## Start DATA ENTRIES

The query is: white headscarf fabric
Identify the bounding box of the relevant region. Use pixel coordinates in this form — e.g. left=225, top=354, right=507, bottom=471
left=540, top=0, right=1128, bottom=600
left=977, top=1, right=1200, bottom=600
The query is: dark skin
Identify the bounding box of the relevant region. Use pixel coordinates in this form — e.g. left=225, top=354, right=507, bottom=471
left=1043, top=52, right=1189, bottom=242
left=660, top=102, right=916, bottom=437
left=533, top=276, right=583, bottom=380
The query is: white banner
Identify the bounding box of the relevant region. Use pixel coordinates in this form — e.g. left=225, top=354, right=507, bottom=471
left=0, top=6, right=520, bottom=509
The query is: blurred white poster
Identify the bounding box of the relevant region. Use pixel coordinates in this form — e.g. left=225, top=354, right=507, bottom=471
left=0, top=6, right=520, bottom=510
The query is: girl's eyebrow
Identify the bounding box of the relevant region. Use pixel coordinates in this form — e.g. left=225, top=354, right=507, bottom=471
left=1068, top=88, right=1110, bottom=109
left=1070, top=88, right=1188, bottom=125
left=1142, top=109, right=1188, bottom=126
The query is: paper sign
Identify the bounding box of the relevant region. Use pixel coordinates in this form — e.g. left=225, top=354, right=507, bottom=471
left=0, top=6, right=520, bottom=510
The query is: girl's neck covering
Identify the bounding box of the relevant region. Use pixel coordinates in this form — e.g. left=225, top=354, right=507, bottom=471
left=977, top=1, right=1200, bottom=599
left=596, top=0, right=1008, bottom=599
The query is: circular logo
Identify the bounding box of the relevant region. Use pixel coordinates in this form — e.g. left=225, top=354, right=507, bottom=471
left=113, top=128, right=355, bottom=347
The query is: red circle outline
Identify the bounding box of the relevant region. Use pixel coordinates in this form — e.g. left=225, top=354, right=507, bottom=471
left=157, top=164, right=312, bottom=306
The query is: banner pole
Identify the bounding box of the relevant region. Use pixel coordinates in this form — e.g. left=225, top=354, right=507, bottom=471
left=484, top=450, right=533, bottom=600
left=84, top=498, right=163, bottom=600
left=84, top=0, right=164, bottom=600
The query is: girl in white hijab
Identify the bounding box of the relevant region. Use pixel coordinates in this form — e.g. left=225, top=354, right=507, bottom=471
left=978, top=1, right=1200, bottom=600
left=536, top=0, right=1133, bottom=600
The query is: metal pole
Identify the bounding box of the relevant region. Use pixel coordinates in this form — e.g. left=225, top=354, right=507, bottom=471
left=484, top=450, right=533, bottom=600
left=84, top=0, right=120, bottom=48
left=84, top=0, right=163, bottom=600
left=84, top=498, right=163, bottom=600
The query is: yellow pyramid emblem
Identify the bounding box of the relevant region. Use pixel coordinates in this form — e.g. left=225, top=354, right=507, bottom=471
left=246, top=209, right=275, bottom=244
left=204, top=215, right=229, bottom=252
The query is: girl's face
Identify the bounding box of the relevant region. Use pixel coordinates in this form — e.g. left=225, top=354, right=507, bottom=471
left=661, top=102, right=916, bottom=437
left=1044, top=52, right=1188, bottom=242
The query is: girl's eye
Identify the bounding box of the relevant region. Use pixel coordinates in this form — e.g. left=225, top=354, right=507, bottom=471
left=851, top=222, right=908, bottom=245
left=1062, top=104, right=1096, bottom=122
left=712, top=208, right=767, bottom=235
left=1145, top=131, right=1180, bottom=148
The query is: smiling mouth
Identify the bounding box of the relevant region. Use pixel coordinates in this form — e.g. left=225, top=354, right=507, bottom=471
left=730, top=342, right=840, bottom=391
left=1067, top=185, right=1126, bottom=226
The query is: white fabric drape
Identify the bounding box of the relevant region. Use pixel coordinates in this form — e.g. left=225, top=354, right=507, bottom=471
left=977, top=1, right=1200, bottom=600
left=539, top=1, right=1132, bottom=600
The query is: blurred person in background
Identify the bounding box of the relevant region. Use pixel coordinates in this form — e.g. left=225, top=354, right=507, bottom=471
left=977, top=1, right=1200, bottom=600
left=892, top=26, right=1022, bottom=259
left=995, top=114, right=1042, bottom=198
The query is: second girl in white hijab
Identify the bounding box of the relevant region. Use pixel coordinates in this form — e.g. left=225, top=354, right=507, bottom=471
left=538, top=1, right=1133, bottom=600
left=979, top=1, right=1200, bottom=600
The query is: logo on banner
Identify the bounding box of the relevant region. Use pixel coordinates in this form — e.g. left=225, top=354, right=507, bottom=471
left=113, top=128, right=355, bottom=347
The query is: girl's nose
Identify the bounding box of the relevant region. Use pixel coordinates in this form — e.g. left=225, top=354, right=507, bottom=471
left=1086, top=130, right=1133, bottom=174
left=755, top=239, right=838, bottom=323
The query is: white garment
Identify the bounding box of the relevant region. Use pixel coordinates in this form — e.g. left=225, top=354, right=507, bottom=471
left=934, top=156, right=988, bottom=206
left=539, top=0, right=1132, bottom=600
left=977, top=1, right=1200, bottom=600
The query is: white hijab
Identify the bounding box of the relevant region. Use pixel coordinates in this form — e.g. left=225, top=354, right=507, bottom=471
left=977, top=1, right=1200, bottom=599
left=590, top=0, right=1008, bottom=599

## End DATA ENTRIES

CHALLENGE » Copy out all of the material above, line for line, with nothing changed.

RESPONSE TO THE EXERCISE »
The query is: white headscarf fabric
Identify the bounding box of the relevant region. Use pixel coordinates in this form — e.g. left=225, top=354, right=507, bottom=471
left=540, top=0, right=1128, bottom=600
left=977, top=1, right=1200, bottom=600
The query is: dark skin
Identify the bounding box of the relevant region. Use pixel coordinates in this form — e.g. left=225, top=354, right=507, bottom=471
left=1043, top=52, right=1189, bottom=242
left=660, top=102, right=916, bottom=437
left=533, top=276, right=583, bottom=380
The query is: white banner
Identify the bounding box of the relevant region. Use pixel coordinates in this form — e.g. left=225, top=354, right=507, bottom=471
left=0, top=6, right=520, bottom=509
The query is: blurred white poster
Identify the bounding box of the relevant region. Use pixel coordinates in this form — e.g. left=225, top=354, right=507, bottom=471
left=0, top=6, right=520, bottom=510
The query is: girl's eyebrow
Identify the bounding box of the relevant region. Use pixel coordinates in this form — e.g. left=225, top=354, right=507, bottom=471
left=1068, top=88, right=1110, bottom=109
left=1070, top=88, right=1188, bottom=125
left=1142, top=109, right=1188, bottom=126
The query is: paper sign
Identify the bounding box of the relevant region. Use pixel coordinates in this form — e.g. left=225, top=354, right=507, bottom=471
left=0, top=6, right=520, bottom=510
The query is: girl's neck covering
Identify the bounding box of the relevant region. Use pixel coordinates in this form — e.g. left=225, top=354, right=507, bottom=471
left=977, top=1, right=1200, bottom=599
left=596, top=0, right=1008, bottom=599
The query is: circular logo
Identify the bounding box of the relevant region. Use pixel coordinates in this form — e.g. left=225, top=354, right=507, bottom=471
left=113, top=128, right=355, bottom=347
The query is: red circle outline
Identify the bounding box of the relevant region. Use pixel coordinates in this form — e.g. left=225, top=354, right=507, bottom=471
left=157, top=164, right=312, bottom=306
The query is: banner pole
Identify the bounding box of the relevant region. Use pixel coordinates in this form — e.g. left=225, top=354, right=507, bottom=471
left=484, top=450, right=533, bottom=600
left=84, top=498, right=163, bottom=600
left=84, top=0, right=164, bottom=600
The query is: girl in white hijab
Identify the bounding box of the relevant region. Use pixel coordinates in this form — e.g. left=225, top=354, right=507, bottom=471
left=978, top=1, right=1200, bottom=600
left=536, top=0, right=1133, bottom=600
The query is: metal pole
Identify the bounding box of the relevant region. Use pixel coordinates in this form — e.g. left=225, top=354, right=507, bottom=471
left=484, top=450, right=533, bottom=600
left=84, top=0, right=120, bottom=48
left=84, top=0, right=163, bottom=600
left=84, top=498, right=163, bottom=600
The query is: yellow pyramid emblem
Identify the bounding box of the relevant region. Use pixel coordinates in this form — e.g. left=225, top=354, right=507, bottom=471
left=246, top=209, right=275, bottom=244
left=204, top=215, right=229, bottom=252
The query is: girl's face
Identify the bounding box of the relevant region. Use pixel coordinates in this form — e.g. left=225, top=354, right=507, bottom=471
left=661, top=102, right=916, bottom=437
left=1044, top=52, right=1188, bottom=242
The query is: girl's eye
Identify the bounding box of the relevant region. Use pixel coordinates in this form — e.g. left=225, top=354, right=507, bottom=471
left=851, top=222, right=908, bottom=245
left=1062, top=104, right=1096, bottom=122
left=712, top=208, right=767, bottom=235
left=1145, top=131, right=1180, bottom=148
The query is: smiling mouth
Identify the bounding box of the relevant region. Use pixel coordinates in this form — e.g. left=225, top=354, right=507, bottom=471
left=730, top=342, right=840, bottom=391
left=1067, top=185, right=1126, bottom=226
The query is: white fabric drape
Identify the bounding box of the relevant region. Use pixel coordinates in this form — e.g. left=225, top=354, right=507, bottom=471
left=977, top=1, right=1200, bottom=600
left=539, top=1, right=1132, bottom=600
The query is: blurred person in background
Identify the bounding box of the relevant region. Use pixel coordinates in this form — e.g. left=225, top=354, right=507, bottom=471
left=977, top=1, right=1200, bottom=600
left=892, top=26, right=1022, bottom=259
left=995, top=114, right=1042, bottom=198
The query is: second girl in white hijab
Identify the bounding box of the relevant region. Use pixel coordinates in this form — e.g. left=225, top=354, right=507, bottom=471
left=538, top=1, right=1133, bottom=600
left=979, top=1, right=1200, bottom=600
The query is: logo on banner
Identify the bounding box of the relevant region. Use pixel coordinates in this form — e.g. left=225, top=354, right=507, bottom=471
left=113, top=128, right=355, bottom=347
The query is: girl's nose
Identify the bounding box of the relevant region. Use pixel coordinates in this form — e.g. left=225, top=354, right=507, bottom=471
left=1086, top=130, right=1133, bottom=174
left=755, top=239, right=838, bottom=323
The query is: white garment
Identify the bounding box of the relevant region. Use pixel coordinates in this form — e.g. left=225, top=354, right=507, bottom=471
left=934, top=156, right=988, bottom=206
left=539, top=0, right=1132, bottom=600
left=977, top=1, right=1200, bottom=600
The query is: white hijab
Identify the bounding box of the relevant region. Use pixel coordinates in this form — e.g. left=225, top=354, right=507, bottom=471
left=977, top=1, right=1200, bottom=599
left=590, top=0, right=1008, bottom=599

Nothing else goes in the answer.